_DATASET RECORDS_
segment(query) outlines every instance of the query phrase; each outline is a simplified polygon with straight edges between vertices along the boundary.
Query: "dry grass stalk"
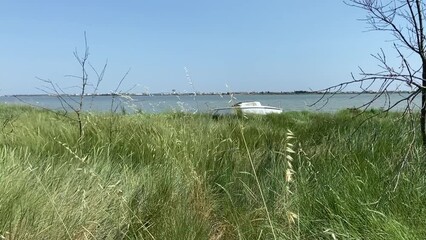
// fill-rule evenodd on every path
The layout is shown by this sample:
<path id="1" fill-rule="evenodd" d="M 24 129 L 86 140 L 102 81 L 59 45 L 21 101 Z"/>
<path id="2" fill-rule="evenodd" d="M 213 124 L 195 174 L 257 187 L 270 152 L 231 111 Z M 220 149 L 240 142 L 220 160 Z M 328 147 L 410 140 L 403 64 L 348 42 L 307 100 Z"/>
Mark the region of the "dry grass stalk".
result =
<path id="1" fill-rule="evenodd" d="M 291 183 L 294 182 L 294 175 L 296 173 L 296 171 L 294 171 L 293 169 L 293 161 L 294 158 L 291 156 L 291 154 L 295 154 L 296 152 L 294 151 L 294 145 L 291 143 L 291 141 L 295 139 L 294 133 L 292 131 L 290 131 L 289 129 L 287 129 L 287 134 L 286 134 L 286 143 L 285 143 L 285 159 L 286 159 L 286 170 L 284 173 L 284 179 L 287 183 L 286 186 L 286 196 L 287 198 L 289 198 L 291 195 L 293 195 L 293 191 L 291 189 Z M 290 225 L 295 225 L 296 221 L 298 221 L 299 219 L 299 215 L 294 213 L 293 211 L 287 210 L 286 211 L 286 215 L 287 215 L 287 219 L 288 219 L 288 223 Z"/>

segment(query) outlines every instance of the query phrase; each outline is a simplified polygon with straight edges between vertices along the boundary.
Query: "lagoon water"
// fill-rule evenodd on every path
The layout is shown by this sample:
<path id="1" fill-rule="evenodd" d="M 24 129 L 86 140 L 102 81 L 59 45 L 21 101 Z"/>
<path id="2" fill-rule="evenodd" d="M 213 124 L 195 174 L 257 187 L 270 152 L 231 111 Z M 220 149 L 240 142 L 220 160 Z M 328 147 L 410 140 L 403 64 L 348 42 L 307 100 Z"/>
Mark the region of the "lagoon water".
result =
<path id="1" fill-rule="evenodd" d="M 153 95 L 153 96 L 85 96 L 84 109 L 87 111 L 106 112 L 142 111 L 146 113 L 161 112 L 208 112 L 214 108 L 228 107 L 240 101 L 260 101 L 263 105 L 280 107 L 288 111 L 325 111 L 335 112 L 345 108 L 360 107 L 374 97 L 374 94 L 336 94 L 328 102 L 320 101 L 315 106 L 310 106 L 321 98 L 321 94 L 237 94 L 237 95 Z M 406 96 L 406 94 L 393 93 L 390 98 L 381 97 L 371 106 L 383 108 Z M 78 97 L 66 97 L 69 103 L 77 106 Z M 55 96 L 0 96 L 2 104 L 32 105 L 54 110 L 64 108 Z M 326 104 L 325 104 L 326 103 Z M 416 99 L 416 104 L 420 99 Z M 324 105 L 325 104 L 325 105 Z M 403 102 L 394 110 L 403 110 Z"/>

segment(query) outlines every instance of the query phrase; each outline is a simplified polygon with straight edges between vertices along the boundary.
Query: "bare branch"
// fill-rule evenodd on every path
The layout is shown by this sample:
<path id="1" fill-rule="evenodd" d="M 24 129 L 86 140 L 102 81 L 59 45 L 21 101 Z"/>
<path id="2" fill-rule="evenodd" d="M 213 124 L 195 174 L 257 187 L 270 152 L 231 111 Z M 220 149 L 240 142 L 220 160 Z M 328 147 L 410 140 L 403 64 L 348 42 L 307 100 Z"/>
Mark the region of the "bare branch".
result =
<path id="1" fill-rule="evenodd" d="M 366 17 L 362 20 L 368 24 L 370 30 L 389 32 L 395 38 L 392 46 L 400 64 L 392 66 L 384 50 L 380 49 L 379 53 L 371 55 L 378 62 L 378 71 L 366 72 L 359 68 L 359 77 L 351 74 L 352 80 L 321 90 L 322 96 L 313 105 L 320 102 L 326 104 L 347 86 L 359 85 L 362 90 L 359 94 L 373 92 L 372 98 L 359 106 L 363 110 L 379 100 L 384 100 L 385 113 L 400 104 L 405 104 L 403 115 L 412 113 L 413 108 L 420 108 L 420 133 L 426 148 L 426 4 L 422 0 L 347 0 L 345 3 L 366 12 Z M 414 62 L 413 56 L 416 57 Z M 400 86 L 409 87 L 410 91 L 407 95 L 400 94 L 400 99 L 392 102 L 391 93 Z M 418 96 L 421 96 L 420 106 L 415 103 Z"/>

_DIRECTIONS FOR THIS TASK_
Leave out the images and transcribe all the records exactly.

_YOUR SOLUTION_
segment(query) outlines every instance of the query phrase; each outline is a simplified polygon with straight edges between vertices along the boundary.
Query: "dry grass stalk"
// fill-rule evenodd on every path
The layout is shown by this sample:
<path id="1" fill-rule="evenodd" d="M 24 129 L 86 140 L 102 81 L 59 45 L 21 101 Z"/>
<path id="2" fill-rule="evenodd" d="M 213 124 L 195 174 L 257 187 L 270 152 L 231 111 Z M 220 149 L 240 142 L 220 160 Z M 328 147 L 410 140 L 403 64 L 348 42 L 307 100 Z"/>
Mark the region of the "dry grass stalk".
result =
<path id="1" fill-rule="evenodd" d="M 291 183 L 294 182 L 294 175 L 296 173 L 296 171 L 294 171 L 293 169 L 293 161 L 294 158 L 291 156 L 291 154 L 295 154 L 296 152 L 294 151 L 294 145 L 291 143 L 291 141 L 295 139 L 294 133 L 292 131 L 290 131 L 289 129 L 287 129 L 287 134 L 286 134 L 286 143 L 285 143 L 285 159 L 286 159 L 286 170 L 284 173 L 284 179 L 287 183 L 286 186 L 286 196 L 287 198 L 289 198 L 291 195 L 293 195 L 293 191 L 291 189 Z M 290 225 L 295 225 L 296 221 L 298 221 L 299 219 L 299 215 L 294 213 L 293 211 L 287 210 L 286 211 L 286 215 L 287 215 L 287 219 L 288 219 L 288 223 Z"/>

segment(query) outlines every instance of the query phrase; each outline is a simplified polygon with straight edges between vertices along the boundary.
Query: "lagoon water"
// fill-rule evenodd on every path
The layout is shown by this sample:
<path id="1" fill-rule="evenodd" d="M 24 129 L 86 140 L 102 81 L 59 45 L 21 101 Z"/>
<path id="2" fill-rule="evenodd" d="M 213 124 L 195 174 L 257 187 L 270 152 L 231 111 Z M 220 149 L 240 142 L 220 160 Z M 328 147 L 410 140 L 403 64 L 348 42 L 307 100 Z"/>
Mark the region of the "lagoon water".
result =
<path id="1" fill-rule="evenodd" d="M 153 95 L 153 96 L 85 96 L 84 109 L 87 111 L 106 112 L 142 111 L 146 113 L 161 112 L 208 112 L 214 108 L 228 107 L 240 101 L 260 101 L 263 105 L 280 107 L 288 111 L 325 111 L 335 112 L 345 108 L 360 107 L 374 97 L 374 94 L 336 94 L 328 102 L 320 101 L 315 106 L 310 106 L 321 98 L 321 94 L 237 94 L 237 95 Z M 406 96 L 406 94 L 393 93 L 390 98 L 381 97 L 371 106 L 383 108 Z M 78 97 L 66 97 L 69 103 L 77 106 Z M 55 96 L 0 96 L 2 104 L 32 105 L 54 110 L 64 108 Z M 326 104 L 325 104 L 326 103 Z M 416 99 L 416 104 L 420 99 Z M 324 105 L 325 104 L 325 105 Z M 403 102 L 394 110 L 403 110 Z"/>

segment(query) outlines every instance of the query phrase; each outline is a simplified polygon with straight edges between vertices along the boundary.
Query: "bare branch"
// fill-rule evenodd on every path
The layout is shown by this sample:
<path id="1" fill-rule="evenodd" d="M 24 129 L 86 140 L 102 81 L 59 45 L 21 101 Z"/>
<path id="2" fill-rule="evenodd" d="M 213 124 L 195 174 L 257 187 L 270 152 L 231 111 Z M 220 149 L 240 142 L 220 160 Z M 328 147 L 410 140 L 403 64 L 348 42 L 307 100 Z"/>
Mark the region of the "bare branch".
result =
<path id="1" fill-rule="evenodd" d="M 366 17 L 362 20 L 368 24 L 370 30 L 389 32 L 395 38 L 392 46 L 400 64 L 392 66 L 384 50 L 380 49 L 379 53 L 371 55 L 378 62 L 378 71 L 366 72 L 359 68 L 359 77 L 351 74 L 352 80 L 321 90 L 322 96 L 313 105 L 320 102 L 326 104 L 347 86 L 359 85 L 362 90 L 359 94 L 373 92 L 372 98 L 359 106 L 363 110 L 379 100 L 384 100 L 385 113 L 400 104 L 405 104 L 403 115 L 412 113 L 413 108 L 420 108 L 420 133 L 426 148 L 426 4 L 422 0 L 347 0 L 345 3 L 366 12 Z M 414 62 L 413 56 L 416 57 Z M 400 86 L 409 87 L 410 91 L 407 95 L 400 94 L 400 99 L 392 102 L 391 93 Z M 418 96 L 421 96 L 420 106 L 415 103 Z"/>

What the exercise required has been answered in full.